= INSTRUCTIONS FOR THE TASK =
Every record must appear in your reply exactly as written.

Start of INPUT

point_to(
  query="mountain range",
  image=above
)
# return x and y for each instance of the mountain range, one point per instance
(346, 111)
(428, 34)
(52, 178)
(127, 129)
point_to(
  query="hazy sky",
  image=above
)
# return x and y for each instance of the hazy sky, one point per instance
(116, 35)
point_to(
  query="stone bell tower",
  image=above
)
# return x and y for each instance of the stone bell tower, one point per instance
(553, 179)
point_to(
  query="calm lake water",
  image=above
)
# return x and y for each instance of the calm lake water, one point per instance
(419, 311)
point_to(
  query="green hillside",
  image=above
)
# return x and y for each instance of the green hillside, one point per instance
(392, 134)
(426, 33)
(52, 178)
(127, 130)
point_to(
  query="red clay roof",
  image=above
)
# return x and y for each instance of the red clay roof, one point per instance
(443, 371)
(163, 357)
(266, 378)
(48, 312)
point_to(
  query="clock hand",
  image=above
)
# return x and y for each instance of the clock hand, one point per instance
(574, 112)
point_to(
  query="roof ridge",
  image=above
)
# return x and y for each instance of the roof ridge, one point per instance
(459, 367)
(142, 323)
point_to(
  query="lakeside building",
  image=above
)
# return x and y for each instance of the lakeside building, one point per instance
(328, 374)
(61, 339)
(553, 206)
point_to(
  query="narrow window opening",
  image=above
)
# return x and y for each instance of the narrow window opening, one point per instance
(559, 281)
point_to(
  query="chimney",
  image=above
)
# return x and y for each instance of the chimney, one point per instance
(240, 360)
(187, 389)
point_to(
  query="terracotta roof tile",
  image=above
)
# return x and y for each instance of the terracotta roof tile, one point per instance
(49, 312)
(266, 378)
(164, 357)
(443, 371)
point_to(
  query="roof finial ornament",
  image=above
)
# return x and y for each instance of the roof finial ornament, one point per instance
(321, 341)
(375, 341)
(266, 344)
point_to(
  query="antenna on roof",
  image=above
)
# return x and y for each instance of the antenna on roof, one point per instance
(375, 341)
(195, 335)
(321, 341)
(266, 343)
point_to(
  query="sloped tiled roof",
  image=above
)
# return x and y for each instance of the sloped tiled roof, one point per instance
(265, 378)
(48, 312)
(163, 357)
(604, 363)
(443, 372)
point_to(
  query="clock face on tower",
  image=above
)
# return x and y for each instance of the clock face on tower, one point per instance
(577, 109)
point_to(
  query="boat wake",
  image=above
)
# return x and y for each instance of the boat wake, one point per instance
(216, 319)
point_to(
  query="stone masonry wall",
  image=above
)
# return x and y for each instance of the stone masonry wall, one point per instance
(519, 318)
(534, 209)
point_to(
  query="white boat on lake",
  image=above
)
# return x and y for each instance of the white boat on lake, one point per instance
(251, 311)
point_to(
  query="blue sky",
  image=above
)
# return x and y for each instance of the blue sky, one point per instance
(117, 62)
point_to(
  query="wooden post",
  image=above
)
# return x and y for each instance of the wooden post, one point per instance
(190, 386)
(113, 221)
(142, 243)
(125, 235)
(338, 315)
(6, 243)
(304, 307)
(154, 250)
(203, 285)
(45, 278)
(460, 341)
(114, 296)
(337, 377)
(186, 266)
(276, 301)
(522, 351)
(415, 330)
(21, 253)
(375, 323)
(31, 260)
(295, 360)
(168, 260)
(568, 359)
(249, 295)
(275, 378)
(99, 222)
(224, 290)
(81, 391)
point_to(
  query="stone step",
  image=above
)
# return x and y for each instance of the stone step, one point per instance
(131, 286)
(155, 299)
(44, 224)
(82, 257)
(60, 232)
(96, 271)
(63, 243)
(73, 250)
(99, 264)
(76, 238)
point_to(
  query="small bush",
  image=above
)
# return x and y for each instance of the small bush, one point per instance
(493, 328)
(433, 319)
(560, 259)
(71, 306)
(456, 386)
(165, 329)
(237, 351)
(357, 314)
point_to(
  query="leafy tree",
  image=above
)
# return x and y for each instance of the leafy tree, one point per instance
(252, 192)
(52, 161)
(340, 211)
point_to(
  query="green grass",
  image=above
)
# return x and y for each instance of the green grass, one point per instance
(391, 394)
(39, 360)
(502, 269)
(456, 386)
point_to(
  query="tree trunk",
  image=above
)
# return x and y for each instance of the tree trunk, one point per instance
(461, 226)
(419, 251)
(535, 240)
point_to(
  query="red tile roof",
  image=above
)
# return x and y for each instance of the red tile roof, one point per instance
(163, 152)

End of INPUT

= RESPONSE TO THIS EXERCISE =
point_to(
  query="mountain range",
  image=above
)
# return x and y for each instance of the mountain range, one point per instance
(346, 111)
(428, 34)
(52, 178)
(127, 129)
point_to(
  query="hazy sky",
  image=above
)
# return x and y for each instance of the hazy sky, one point per instance
(116, 35)
point_to(
  query="stone bell tower",
  image=above
)
# return x and y for each instance of the stone bell tower, one point per instance
(553, 179)
point_to(
  query="calm lake water",
  image=above
)
# return x and y for each instance of the calm lake water, one point per instance
(419, 311)
point_to(
  query="green hillside",
  image=above
)
# return x and y for each instance of the green hillside, one point per instance
(392, 134)
(426, 33)
(52, 178)
(127, 130)
point_to(
  query="red clay roof",
  image=above
)
# return x and y for each instance of the red clay roof, one point per instance
(443, 371)
(163, 357)
(266, 378)
(48, 312)
point_to(
  query="clock hand",
  image=above
)
# return x and y for each instance of the clock hand, one point per instance
(574, 112)
point_to(
  query="roof ridge",
  image=above
)
# return x and y for each instance of the roof ridge, one point per instance
(459, 367)
(142, 323)
point_to(
  query="lakeside building",
  image=above
)
# return x and y for each instance of the lakeside building, one point per instance
(328, 374)
(61, 339)
(553, 206)
point_to(
  query="narrow window opening",
  image=above
)
# return x and y for each instance of the narrow window opening, one point per instance
(559, 281)
point_to(
  query="chimney",
  image=above
)
# return x and y for each instance of the chimney, one point per instance
(240, 360)
(187, 389)
point_to(
  query="terracotta roof tile",
  image=above
)
# return x and y for each instance of the terracotta roof tile, one point per instance
(49, 312)
(266, 378)
(164, 357)
(443, 371)
point_to(
  query="roof finial ornament",
  image=above
)
# return x and y for each instance of the roof finial ornament, one point per instance
(321, 341)
(375, 341)
(266, 344)
point_to(
  query="antenna on roof",
  image=above
)
# return x and y for each instance of the antenna on roof, one point per instance
(375, 341)
(195, 335)
(321, 341)
(266, 343)
point_to(
  query="sloped tiled roof",
  image=above
)
# return x and y for each instance of the sloped tiled roof, one point per instance
(265, 378)
(48, 312)
(163, 357)
(604, 363)
(443, 372)
point_to(
  query="clock face on tower",
  image=above
)
# return x and y for each instance of the clock face on tower, one point per instance
(577, 109)
point_to(
  query="boat wake",
  image=above
)
# return x and y for each instance of the boat wake, one point per instance
(216, 319)
point_to(
  query="stone masonry wall",
  image=above
)
# return x and y for each instance of the stone masonry wall, one point per instance
(519, 318)
(534, 209)
point_to(
  query="white boat on lake",
  image=above
)
# return x and y for each instance of the white boat on lake, one point per instance
(251, 311)
point_to(
  query="blue sky",
  image=above
)
# return x and y for each instance of the blue sky, one point per instance
(117, 62)
point_to(
  query="wooden post",
  image=above
)
# return x and y for each instance of the wooden post, one point per instance
(190, 386)
(113, 221)
(142, 243)
(125, 235)
(338, 315)
(6, 243)
(304, 307)
(154, 250)
(203, 285)
(45, 278)
(460, 341)
(114, 296)
(337, 377)
(186, 266)
(276, 301)
(522, 351)
(415, 330)
(21, 253)
(375, 323)
(31, 260)
(295, 360)
(168, 260)
(568, 359)
(249, 295)
(275, 378)
(99, 222)
(224, 290)
(81, 391)
point_to(
  query="stone step",
  image=above
)
# return x and y for each instance of the stone step, one point per instance
(131, 286)
(155, 299)
(44, 224)
(82, 257)
(60, 232)
(96, 271)
(63, 243)
(73, 250)
(99, 264)
(76, 238)
point_to(
  query="small bush",
  image=above
)
# return x and y for each instance of the small bush, one point per instance
(493, 328)
(433, 319)
(560, 259)
(71, 306)
(456, 386)
(165, 329)
(237, 351)
(357, 314)
point_to(
  query="leafy tree",
  image=above
)
# return x and y for each instance of the leafy tree, one point per instance
(252, 192)
(52, 161)
(340, 211)
point_to(
  query="green grass",
  image=above
)
# return x and y for each instance of the green grass, one point per instance
(391, 394)
(39, 360)
(502, 269)
(456, 386)
point_to(
  query="tree trunk",
  image=above
)
# return x and y for each instance of the tree trunk, one point per instance
(461, 226)
(419, 251)
(535, 240)
point_to(
  query="red tile roof",
  image=above
)
# return x and y for each instance of the red tile roof, one point per instance
(163, 152)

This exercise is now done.